▸ KUTIPAN TEKS:
Seperti yang diketahui bahwa panjang gelombang cahaya tampak sekitar 400-700
nm. Oleh karena itu, mikroskop cahaya tidak bisa mengamati sistem yang
berukuran nanometer (Lia.et.al, 2010).
1. SEM
Mikroskop
elektron merupakan alat
yang menggunakan sinar elektron berenergi tinggi untuk menguji objek yang
berukuran sangat kecil. Pengujian ini dapat memperoleh informasi mengenai
topografi, morfologi, komposisi dan kristalografi. SEM adalah salah satu tipe
mikroskop elektron yang mampu menghasilkan resolusi tinggi dari gambaran suatu
permukaan sampel.
2. XRD
Difraksi
Sinar X merupakan teknik yang digunakan dalam karakteristik material untuk
mendapatkan informasi tentang ukuran atom dari material kristal maupun
nonkristal. Difraksi tergantung pada struktur kristal dan panjang gelombangnya.
Metode difraksi sinar X digunakan untuk mengetahui struktur dari lapisan tipis
yang terbentuk.
3. STM
Scanning
Tunneling Mikroscopies (STM) merupakan mikroskop non-optik yang dapat digunakan untuk
mengamati struktur permukaan suatu material. STM adalah mikroskop non-optik
yang membaca probe listrik pada permukaan yang kemudian dicitrakan untuk
mendeteksi arus listrik antara tip dan permukaan atom yang dipelajari. STM
memungkinkan untuk memvisualisasikan densitas elektron dan mengetahui posisi
masing-masing atom dan jari-jari permukaan kisi. STM menghasikan bentuk tiga
dimensi dari permukaan yang berguna untuk mengkarakterisasi kekasaran permukaan
dan mengetahui ukuran dan komposisi molekul yang menyusun permukaan atom.
4. XRF
XRF adalah alat yang digunakan untuk menganalisis
kandungan unsur dalam bahan yang menggunakan metode spektrometri. XRF merupakan
pemancaran sinar X dari atom tereksitasi yang dihasilkan oleh tumbukan elektron
berenergi tinggi, partikel-partikel lain, atau suatu berkas utama dari sinar X
lain. Analisis menggunakan XRF dilakukan berdasarkan identifikasi dan
pencacahan sinar-X karakteristik yang terjadi dari peristiwa efek foto listrik.

▸ DATA SUMBER:
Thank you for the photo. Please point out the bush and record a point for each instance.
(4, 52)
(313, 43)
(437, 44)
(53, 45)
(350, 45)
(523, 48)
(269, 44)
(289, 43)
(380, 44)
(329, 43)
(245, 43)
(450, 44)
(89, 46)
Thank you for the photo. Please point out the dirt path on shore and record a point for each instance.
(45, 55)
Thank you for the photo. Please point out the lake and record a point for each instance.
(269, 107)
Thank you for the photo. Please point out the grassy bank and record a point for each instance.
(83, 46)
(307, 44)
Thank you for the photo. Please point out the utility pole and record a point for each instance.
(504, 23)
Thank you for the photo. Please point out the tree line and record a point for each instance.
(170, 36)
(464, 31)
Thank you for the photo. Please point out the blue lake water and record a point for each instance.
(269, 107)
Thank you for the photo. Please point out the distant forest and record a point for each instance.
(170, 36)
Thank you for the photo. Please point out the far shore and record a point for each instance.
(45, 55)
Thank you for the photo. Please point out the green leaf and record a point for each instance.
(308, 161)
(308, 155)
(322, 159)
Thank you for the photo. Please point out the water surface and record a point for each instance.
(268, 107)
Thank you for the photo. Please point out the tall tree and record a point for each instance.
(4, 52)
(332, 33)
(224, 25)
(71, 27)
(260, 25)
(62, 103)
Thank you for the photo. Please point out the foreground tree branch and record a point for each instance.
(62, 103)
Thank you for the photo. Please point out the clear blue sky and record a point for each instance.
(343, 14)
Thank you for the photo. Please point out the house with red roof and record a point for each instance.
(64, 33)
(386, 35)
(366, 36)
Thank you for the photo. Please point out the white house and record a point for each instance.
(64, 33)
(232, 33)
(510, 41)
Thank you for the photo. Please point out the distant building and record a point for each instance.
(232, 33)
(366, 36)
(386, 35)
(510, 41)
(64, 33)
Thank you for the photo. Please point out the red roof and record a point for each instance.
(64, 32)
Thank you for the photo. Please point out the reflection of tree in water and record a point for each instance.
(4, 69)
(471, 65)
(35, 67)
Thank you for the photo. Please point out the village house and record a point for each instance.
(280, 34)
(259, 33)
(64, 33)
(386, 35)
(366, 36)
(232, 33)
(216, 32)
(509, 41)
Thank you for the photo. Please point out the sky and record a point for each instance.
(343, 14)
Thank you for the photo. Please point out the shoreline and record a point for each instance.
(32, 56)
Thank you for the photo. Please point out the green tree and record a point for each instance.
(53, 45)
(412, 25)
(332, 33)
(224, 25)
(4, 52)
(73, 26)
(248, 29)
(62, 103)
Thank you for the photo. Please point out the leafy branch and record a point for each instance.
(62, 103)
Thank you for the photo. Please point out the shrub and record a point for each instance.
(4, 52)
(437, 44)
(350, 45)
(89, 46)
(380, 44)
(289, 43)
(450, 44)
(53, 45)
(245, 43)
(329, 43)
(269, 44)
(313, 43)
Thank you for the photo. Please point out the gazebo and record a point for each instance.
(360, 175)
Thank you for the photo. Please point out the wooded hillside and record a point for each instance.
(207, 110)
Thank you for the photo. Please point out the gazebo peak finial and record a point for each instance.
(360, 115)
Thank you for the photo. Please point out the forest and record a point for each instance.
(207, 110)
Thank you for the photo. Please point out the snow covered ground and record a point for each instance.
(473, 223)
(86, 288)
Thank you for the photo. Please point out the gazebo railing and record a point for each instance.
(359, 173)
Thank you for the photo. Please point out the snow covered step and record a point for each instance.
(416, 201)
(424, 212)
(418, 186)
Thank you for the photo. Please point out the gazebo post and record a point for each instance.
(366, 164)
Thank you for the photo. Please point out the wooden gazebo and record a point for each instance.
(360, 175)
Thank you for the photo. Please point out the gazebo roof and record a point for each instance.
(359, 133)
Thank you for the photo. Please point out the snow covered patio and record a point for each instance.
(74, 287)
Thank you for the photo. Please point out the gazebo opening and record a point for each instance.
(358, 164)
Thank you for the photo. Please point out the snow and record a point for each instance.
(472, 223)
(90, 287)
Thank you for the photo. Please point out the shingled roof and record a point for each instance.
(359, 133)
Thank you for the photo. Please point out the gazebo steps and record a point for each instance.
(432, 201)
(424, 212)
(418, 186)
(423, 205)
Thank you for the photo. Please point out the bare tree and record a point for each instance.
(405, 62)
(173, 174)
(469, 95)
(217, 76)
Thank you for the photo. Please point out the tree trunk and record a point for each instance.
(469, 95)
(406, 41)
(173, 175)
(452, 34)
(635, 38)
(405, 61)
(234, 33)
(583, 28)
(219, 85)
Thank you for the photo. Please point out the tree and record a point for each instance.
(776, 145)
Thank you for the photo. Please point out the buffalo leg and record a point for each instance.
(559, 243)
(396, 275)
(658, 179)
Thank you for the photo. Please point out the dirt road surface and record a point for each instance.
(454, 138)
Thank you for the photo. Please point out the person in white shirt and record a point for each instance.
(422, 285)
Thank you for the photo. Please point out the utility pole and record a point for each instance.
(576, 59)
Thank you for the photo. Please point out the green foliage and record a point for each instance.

--

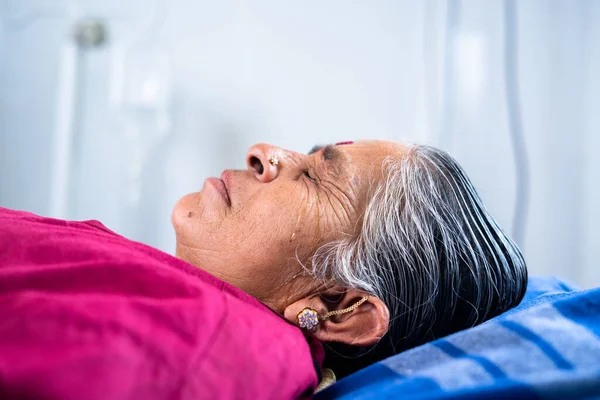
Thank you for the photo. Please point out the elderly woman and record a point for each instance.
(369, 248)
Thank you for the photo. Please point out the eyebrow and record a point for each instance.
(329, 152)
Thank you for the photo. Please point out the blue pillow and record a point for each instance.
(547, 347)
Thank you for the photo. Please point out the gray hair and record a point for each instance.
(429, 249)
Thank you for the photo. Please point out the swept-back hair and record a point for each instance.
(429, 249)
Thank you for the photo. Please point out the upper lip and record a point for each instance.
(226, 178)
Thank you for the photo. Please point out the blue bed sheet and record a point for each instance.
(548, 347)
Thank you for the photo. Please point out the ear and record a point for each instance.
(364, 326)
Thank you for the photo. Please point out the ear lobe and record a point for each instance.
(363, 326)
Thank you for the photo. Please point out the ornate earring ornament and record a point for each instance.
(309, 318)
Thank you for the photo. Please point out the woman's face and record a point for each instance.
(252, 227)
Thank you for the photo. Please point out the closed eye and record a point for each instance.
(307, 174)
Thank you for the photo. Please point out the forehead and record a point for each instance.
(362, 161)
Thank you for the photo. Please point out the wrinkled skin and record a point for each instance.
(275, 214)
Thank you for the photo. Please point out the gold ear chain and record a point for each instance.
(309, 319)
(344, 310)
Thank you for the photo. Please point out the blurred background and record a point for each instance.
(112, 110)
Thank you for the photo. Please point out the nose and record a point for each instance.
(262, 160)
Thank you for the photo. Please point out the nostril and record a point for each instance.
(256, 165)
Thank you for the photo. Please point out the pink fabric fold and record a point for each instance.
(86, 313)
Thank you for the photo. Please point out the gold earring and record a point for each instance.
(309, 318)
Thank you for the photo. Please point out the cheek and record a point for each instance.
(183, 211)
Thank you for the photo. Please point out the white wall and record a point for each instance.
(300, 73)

---

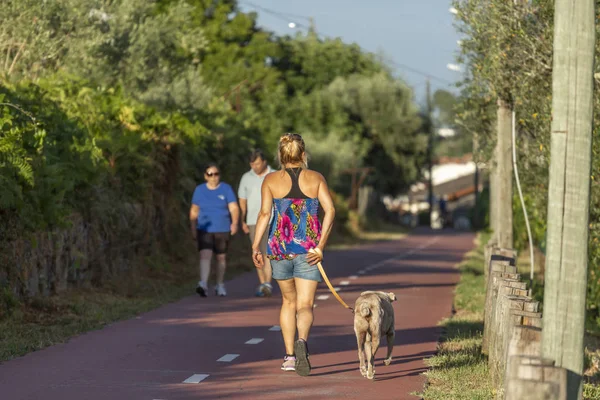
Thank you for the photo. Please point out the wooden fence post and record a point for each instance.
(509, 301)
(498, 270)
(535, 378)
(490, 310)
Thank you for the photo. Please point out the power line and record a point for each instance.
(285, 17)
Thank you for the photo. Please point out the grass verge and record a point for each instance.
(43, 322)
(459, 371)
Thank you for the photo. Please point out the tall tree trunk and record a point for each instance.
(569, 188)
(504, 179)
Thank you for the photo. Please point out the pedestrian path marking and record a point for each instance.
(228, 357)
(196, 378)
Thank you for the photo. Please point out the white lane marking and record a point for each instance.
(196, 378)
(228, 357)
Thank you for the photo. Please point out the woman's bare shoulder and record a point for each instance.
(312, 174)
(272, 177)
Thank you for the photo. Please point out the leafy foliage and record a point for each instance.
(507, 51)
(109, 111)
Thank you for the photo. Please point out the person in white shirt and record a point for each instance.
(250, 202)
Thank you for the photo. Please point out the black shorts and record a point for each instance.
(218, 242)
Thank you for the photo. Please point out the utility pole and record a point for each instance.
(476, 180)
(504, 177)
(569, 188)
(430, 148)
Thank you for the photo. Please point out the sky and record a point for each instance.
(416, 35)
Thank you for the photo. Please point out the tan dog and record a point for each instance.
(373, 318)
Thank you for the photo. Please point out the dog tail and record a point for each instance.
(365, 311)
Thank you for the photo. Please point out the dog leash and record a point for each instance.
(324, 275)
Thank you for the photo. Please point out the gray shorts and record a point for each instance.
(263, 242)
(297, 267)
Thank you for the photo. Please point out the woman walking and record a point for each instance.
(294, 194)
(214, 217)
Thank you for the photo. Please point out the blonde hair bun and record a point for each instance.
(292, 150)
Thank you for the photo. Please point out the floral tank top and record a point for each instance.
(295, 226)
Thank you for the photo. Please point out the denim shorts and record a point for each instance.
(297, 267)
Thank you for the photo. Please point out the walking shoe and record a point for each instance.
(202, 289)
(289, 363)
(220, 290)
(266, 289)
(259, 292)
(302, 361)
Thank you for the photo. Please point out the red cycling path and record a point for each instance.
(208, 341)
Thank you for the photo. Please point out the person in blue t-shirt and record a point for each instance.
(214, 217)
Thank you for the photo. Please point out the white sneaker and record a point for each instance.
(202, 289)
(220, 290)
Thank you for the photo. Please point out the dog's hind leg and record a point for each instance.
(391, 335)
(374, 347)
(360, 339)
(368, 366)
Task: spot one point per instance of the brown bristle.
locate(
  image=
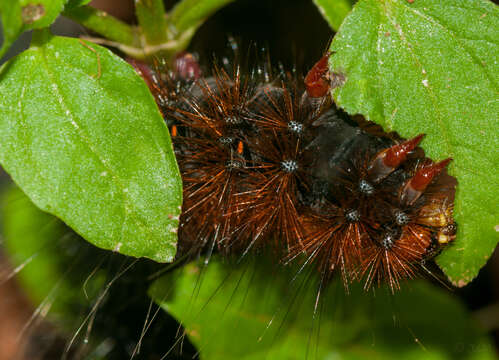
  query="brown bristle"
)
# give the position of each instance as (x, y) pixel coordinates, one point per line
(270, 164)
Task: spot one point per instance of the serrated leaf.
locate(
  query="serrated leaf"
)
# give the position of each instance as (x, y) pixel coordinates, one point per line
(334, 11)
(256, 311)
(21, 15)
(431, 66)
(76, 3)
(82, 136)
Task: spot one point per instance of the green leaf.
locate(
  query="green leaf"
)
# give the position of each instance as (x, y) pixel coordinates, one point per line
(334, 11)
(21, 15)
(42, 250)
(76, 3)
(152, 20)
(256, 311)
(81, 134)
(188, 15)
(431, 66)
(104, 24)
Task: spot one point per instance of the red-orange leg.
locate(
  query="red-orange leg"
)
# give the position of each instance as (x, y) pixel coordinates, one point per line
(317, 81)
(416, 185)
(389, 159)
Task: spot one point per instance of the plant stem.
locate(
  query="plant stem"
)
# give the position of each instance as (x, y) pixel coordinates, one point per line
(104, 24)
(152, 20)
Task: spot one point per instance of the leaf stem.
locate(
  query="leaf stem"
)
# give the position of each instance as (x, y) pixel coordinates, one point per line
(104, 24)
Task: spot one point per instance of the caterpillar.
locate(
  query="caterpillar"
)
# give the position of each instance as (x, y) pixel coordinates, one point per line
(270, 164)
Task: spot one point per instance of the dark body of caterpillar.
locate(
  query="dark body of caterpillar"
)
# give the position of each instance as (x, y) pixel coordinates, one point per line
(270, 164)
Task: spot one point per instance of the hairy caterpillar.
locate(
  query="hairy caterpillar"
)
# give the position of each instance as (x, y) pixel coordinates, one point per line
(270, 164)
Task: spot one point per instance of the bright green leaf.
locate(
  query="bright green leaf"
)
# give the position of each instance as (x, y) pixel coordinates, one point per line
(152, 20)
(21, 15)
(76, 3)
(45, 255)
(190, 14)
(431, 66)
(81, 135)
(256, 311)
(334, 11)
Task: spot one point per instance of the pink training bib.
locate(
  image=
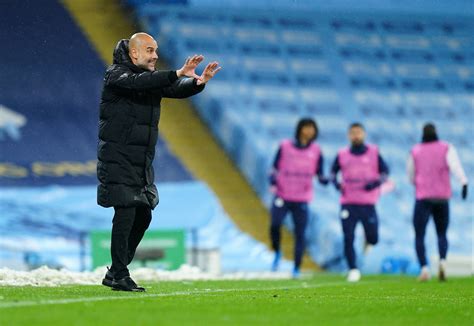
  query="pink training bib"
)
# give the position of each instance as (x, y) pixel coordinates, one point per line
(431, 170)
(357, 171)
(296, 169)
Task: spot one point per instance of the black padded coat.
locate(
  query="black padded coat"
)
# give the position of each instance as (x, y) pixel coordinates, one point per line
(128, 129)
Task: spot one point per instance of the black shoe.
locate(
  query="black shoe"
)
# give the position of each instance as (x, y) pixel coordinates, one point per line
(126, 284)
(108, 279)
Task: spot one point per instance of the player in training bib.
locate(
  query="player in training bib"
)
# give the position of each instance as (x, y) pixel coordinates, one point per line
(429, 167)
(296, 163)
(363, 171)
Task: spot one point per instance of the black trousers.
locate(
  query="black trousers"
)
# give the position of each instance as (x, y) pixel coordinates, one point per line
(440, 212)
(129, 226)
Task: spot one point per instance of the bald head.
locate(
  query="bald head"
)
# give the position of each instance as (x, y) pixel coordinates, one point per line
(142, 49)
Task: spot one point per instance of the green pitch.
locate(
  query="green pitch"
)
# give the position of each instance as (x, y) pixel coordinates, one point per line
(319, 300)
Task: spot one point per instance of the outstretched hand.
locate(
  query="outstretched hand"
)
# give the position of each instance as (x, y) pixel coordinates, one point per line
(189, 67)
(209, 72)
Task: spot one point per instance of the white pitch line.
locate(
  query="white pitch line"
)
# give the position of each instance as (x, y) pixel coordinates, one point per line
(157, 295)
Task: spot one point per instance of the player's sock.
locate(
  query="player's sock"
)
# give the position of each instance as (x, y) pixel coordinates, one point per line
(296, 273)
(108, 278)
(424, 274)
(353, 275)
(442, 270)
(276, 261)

▸ SOAL LATIHAN:
1/ Tolong tuliskan semua singkatan yang menjadi judul bernomor dalam kutipan teks.
2/ Menurut kutipan teks, berapa kisaran panjang gelombang cahaya tampak?
Baris-baris data berasal dari sumber lain, bukan dari teks.

▸ KUNCI JAWABAN:
1/ SEM, XRD, STM, XRF

2/ Sekitar 400-700 nm.